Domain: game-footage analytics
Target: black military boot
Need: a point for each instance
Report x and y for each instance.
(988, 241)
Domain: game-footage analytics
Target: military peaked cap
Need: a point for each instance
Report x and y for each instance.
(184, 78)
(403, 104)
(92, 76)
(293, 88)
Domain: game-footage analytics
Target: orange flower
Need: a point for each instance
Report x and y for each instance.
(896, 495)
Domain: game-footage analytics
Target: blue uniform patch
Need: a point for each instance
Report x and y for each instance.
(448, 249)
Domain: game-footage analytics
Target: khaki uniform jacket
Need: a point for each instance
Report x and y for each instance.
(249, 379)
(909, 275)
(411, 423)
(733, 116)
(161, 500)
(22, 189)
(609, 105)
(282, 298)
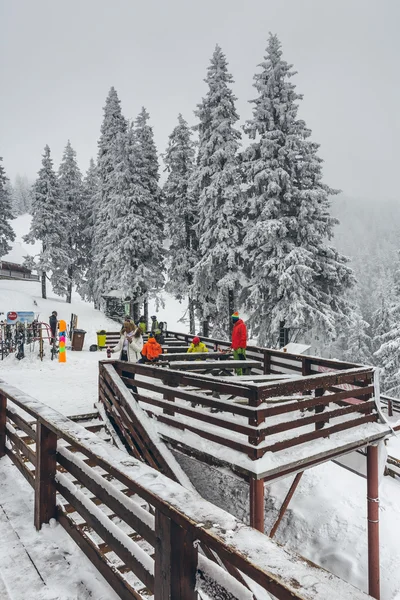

PROBLEM DESCRIPTION: Rewrite the listing above, replacing "a point for each instance" with "one point per instance" everywhere it occurs and keeping everything else unchanged. Leave out the pictures.

WORKED ANSWER:
Domain: game-footage analytics
Target: black military boot
Need: one point per instance
Report x and y for each instance.
(988, 241)
Domain: game-footage analytics
Target: military peaked cap
Need: one point per instance
Report x and y for each instance.
(184, 78)
(403, 104)
(92, 76)
(293, 88)
Domain: game-footage analytics
Target: orange flower
Need: one point per instance
Report x and y for each instance.
(896, 495)
Domain: game-footage analytics
Target: blue uniform patch
Need: one point per instance
Report x and y for each instance.
(448, 249)
Domain: game-footage analytics
Target: khaki uniform jacket
Need: one point per instance
Report x and y for each instance.
(249, 379)
(909, 275)
(411, 423)
(733, 116)
(161, 500)
(22, 189)
(609, 105)
(282, 298)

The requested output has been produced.